§ **Belirtilen amaç 1**:
İnternet filtresiyle ilgili yazıya göre filtre uygulamasının, internet konusunda bilgisi olmayan kamuoyuna çekici gelebilmesinin sebebini açıklayın.
§ **Belirtilen amaç 2**:
Aşağıdaki ifadelerin internet filtresiyle ilgili yazıyla uyuşup uyuşmadığını belirleyin. Her biri için evet ya da hayır deyin ve kararınızı dayandırdığınız sözleri yazıdan aynen alıntılayın.
(a) Filtre uygulaması herkes için zorunludur.
(b) Filtreyi istemeyenler için bir değişiklik olmayacaktır.
(c) BTK, yeni bir Kanun Hükmünde Kararname ile resmen hükümetin emrine girmiştir.
§ **Belirtilen amaç 3**:
İnternet filtresiyle ilgili yazıda "“Güvenli İnternet” adı altında" diye başlayan paragrafı, ana bilgilerini koruyarak madde listesi biçiminde yeniden yazın.

§ **Seçilen bölüm**:
İNTERNET FİLTRESİ KÖTÜ NİYETLİ Mİ?
ULUSAL
“Güvenli İnternet” adı altında internete bir filtre uygulaması başladı. Yeni bir Kanun Hükmünde Kararname ile, resmen hükümetin emrine giren BTK’nın sakıncalı bulduğu sitelere girilmesini önleyecek olan filtreleri sadece gönüllü olarak isteyenler kullanabilecek. Filtre uygulamasını istemeyenler, şimdiki gibi devam edecek.
Bu masum ve iyi niyetli gibi görünen, dolayısıyla internet konusunda bilgisi olmayan kamuoyuna çekici gelebilecek filtre uygulaması, aşağıdaki soruların yanıtsız kalması nedeniyle ciddi kuşkular ve kaygılar yaratıyor.

§ **Verilen bilgiler**:
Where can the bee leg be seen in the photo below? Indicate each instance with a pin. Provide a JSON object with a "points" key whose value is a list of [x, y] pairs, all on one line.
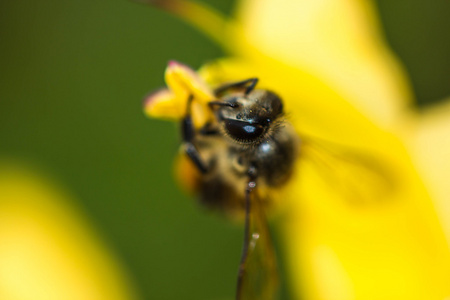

§ **Eksiksiz cevap 1**:
Filtre uygulaması masum ve iyi niyetli gibi göründüğü için internet konusunda bilgisi olmayan kamuoyuna çekici gelebilir.

§ **Eksiksiz cevap 2**:
(a) Hayır: "sadece gönüllü olarak isteyenler kullanabilecek."
(b) Evet: "Filtre uygulamasını istemeyenler, şimdiki gibi devam edecek."
(c) Evet: "Yeni bir Kanun Hükmünde Kararname ile, resmen hükümetin emrine giren BTK’nın"

§ **Eksiksiz cevap 3**:
- "Güvenli İnternet" adıyla internete bir filtre uygulaması başladı.
- Filtreler, yeni bir Kanun Hükmünde Kararname ile resmen hükümetin emrine giren BTK'nın sakıncalı bulduğu sitelere girilmesini önleyecek.
- Filtreleri yalnızca gönüllü olarak isteyenler kullanabilecek.
- Filtreyi istemeyenler şimdiki gibi devam edecek.